Items listed in a dataset:
= Beginning of Section =
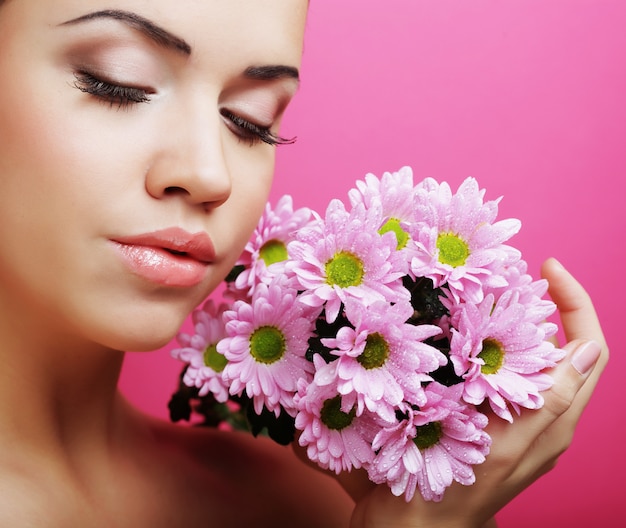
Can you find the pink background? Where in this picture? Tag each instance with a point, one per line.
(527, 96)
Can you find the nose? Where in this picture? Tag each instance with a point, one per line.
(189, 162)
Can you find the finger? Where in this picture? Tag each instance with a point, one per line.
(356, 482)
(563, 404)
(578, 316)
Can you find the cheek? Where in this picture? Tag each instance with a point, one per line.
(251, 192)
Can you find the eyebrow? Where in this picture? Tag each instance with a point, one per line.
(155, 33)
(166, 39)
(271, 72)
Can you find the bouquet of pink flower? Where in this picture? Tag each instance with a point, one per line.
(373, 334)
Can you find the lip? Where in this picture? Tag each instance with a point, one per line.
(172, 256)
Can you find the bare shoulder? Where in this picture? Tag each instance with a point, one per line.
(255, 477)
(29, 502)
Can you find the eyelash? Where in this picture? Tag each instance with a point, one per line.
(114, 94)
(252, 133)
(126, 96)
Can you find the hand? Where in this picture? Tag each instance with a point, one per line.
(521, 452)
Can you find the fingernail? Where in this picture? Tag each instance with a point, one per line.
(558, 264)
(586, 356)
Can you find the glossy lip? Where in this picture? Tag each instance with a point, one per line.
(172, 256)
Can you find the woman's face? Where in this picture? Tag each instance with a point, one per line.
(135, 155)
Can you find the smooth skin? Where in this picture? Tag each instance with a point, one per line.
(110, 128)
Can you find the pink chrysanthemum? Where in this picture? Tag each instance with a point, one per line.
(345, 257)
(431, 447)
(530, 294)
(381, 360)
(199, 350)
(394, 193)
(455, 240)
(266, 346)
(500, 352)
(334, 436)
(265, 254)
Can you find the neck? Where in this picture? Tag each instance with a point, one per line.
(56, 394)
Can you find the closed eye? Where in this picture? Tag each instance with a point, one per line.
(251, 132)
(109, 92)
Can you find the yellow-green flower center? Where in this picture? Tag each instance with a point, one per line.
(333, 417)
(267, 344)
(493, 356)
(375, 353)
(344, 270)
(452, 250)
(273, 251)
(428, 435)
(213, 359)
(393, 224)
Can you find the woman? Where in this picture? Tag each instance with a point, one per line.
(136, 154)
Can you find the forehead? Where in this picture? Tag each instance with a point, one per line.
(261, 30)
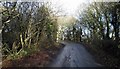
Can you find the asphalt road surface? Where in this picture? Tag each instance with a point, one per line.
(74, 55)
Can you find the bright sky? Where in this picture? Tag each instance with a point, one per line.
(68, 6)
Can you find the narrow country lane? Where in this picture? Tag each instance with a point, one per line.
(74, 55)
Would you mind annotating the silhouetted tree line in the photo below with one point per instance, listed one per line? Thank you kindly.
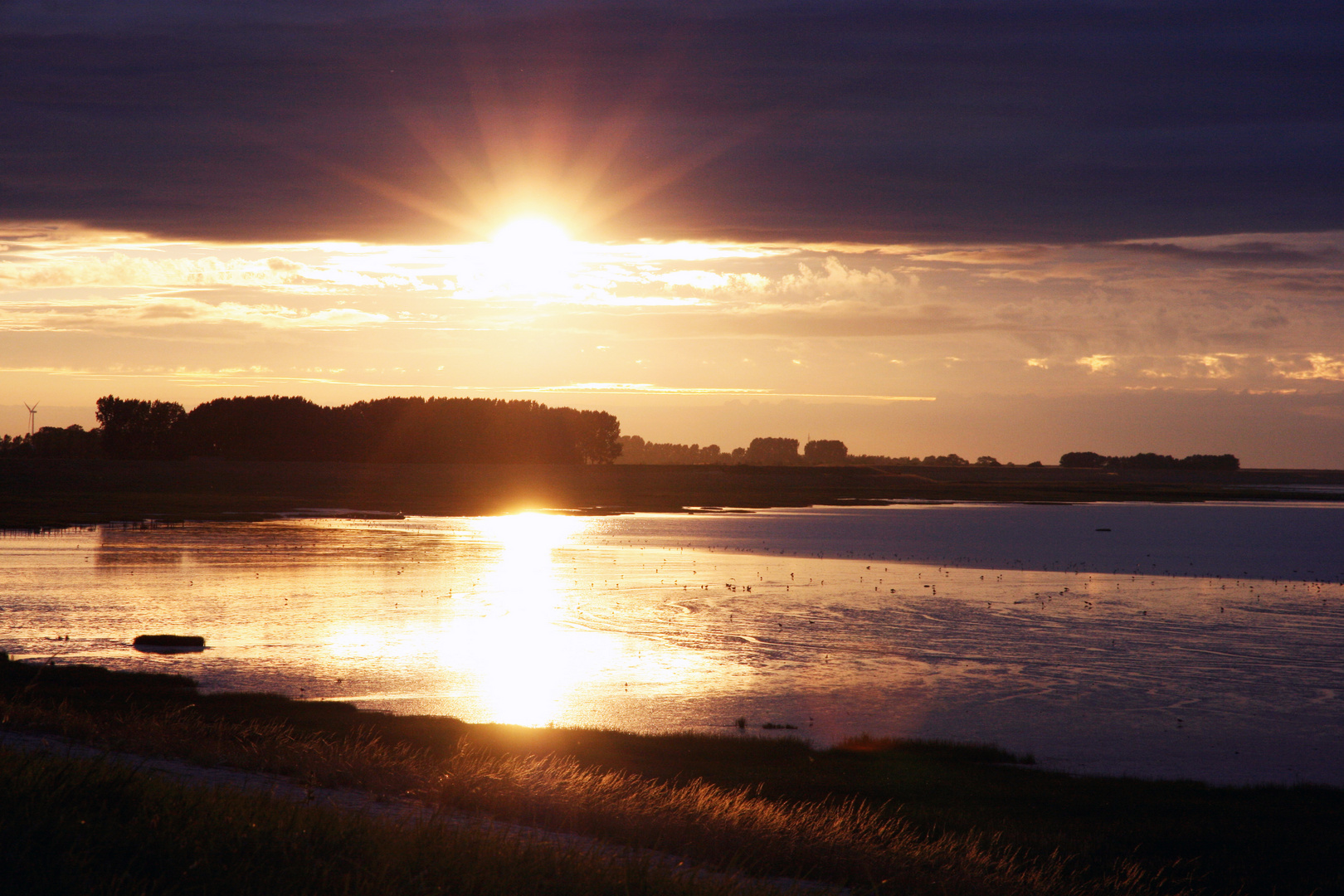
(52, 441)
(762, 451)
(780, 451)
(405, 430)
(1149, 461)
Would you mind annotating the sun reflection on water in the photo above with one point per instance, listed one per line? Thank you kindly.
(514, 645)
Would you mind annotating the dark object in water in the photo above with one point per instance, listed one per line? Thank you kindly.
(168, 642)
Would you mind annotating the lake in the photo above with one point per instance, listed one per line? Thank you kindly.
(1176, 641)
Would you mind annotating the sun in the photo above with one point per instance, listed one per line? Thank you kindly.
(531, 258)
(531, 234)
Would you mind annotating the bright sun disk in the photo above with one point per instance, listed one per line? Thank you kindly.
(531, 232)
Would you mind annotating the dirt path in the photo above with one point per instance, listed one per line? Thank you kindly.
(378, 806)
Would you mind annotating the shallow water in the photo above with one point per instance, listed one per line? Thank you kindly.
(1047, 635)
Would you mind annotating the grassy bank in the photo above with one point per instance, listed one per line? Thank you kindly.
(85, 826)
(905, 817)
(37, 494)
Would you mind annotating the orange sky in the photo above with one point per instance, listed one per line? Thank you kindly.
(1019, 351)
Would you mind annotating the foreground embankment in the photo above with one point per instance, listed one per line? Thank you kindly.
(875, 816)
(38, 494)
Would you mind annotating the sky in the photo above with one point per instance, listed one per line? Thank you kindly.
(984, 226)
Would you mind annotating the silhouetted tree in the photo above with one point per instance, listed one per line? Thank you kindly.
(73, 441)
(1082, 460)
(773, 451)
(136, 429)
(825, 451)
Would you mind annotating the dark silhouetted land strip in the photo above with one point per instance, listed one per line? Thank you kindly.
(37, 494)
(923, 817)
= End of Section =
All entries above are to be set down word for word, and the pictures are to be left out.

Can you find the pink background? Where in this picture? Tag each instance with a point, one per line.
(527, 96)
Can you find the nose? Where in this picture? Tag each instance with a point, one per line.
(189, 162)
Can you find the finger? Where in this picture? Tag each instance with a point, one per line.
(356, 482)
(563, 404)
(578, 316)
Can you find the cheek? Where in this picture? Tag each instance with a point, one per line.
(251, 192)
Can you find the eyebrow? Where in this picture? Tag each instance with a point, one per line.
(155, 33)
(166, 39)
(271, 72)
Can you find the bouquet of pink flower? Where in this picture? Tag each instance with a point, one per line.
(373, 334)
Can you find the lip? Where in this picture? Tag each instance with a point, one per line.
(172, 256)
Can you find the bare shoulder? Where in this picture? Tag each instance with a point, one per line.
(255, 477)
(29, 502)
Can you find the eyelash? Where in this picture? Tag each instance with a point, one per line.
(114, 94)
(252, 133)
(126, 96)
Can you find the hand? Where in this picture? Tag each instance with a point, one per line.
(521, 452)
Can you find the fingernail? Where in this picture? Tag each instance with a point, one per line.
(558, 264)
(586, 356)
Can you find the glossy lip? Where in this picture? Tag each instance with a point, one per line.
(172, 256)
Can you find the woman's face? Where in this picture? Tag each instance with a point, one per line.
(135, 155)
Can you find the smooth skin? Where in this picture? Tag each instance with a point, one per line.
(110, 128)
Can you find the pink chrysanthemum? Where in this picture? Tag each instance with a point, one per line.
(345, 257)
(431, 447)
(530, 294)
(381, 360)
(199, 350)
(394, 193)
(455, 240)
(266, 346)
(500, 352)
(334, 436)
(265, 254)
Can you find the neck? Where in this picture? Tag each instance with a point, one per line.
(56, 394)
Can you find the closed eye? Where in this picture? Tag each instance with a point, one per line.
(251, 132)
(109, 92)
Can you find the yellow-green flower center? Where in this picture? Tag each instance with a point, one per line.
(333, 417)
(267, 344)
(493, 356)
(375, 353)
(344, 270)
(452, 250)
(273, 251)
(428, 435)
(213, 359)
(393, 224)
Can you find the woman? Where in this picture? Tag each instance with a point, one per line.
(136, 154)
Can you find the forehead? Where in this picture? Tag each instance with a point, one per line.
(261, 30)
Can you find the asphalt road surface? Where in this picture? Tag each instance with a point, one per line.
(74, 55)
Can you find the bright sky? Where in this picture? Tag each instance with a point, one per line.
(68, 6)
Can you find the narrow country lane? Where in this picture? Tag each instance with a point, one per line.
(74, 55)
Would you mind annotating the silhouetted tree line in the photo below with one point per instance, listed one per line? Thank you kindly.
(52, 441)
(762, 451)
(780, 451)
(405, 430)
(1149, 461)
Would you mind annotating the sun reflection on water in the photo above with one point per instance, listed one per line? Thank you kindly.
(514, 645)
Would you mind annotating the dark object in water in the photo above with one point per instance, listed one per line? Thank you kindly.
(168, 642)
Would you mind annotating the lake in the photo above with one point per instance, listed one per line? Thank you kindly.
(1176, 641)
Would you mind annotating the sun in the photo above with one point per instance, listed one per line? Thank you kindly.
(531, 258)
(531, 234)
Would you mind annotating the bright sun disk in the photo above with one point per instance, listed one per line? Thank you kindly.
(531, 232)
Would you mind annotating the dirt path in the photo above with one point per instance, listed one per line? Thank you kindly.
(378, 806)
Would you mind annotating the shallow water in the photo above with one point per instance, listed one per line? Thank you kindly.
(1047, 635)
Would you mind annotating the grassy bank in the photo above with one point per instance, listed one per line? Thank you kindly.
(85, 826)
(905, 817)
(37, 494)
Would you mind annotating the orange sky in the photo above with one point per instance, listed one per line? Thank you kindly.
(1019, 351)
Would you mind annotating the foreground embankment in the photo above with one point per instance, listed one per line? Thank you kindly.
(875, 816)
(38, 494)
Would you mind annotating the sky in the photo above with one point per instance, listed one per line? Thank you kindly.
(984, 226)
Would you mind annotating the silhouetted tree in the photo above with one point per instance, listed one per line? Thank you kindly.
(73, 441)
(1082, 460)
(773, 451)
(136, 429)
(825, 451)
Would you mind annotating the dark silhouetted land strip in the photo above with one point per instance, listed one per line? Thank you kindly.
(37, 494)
(923, 817)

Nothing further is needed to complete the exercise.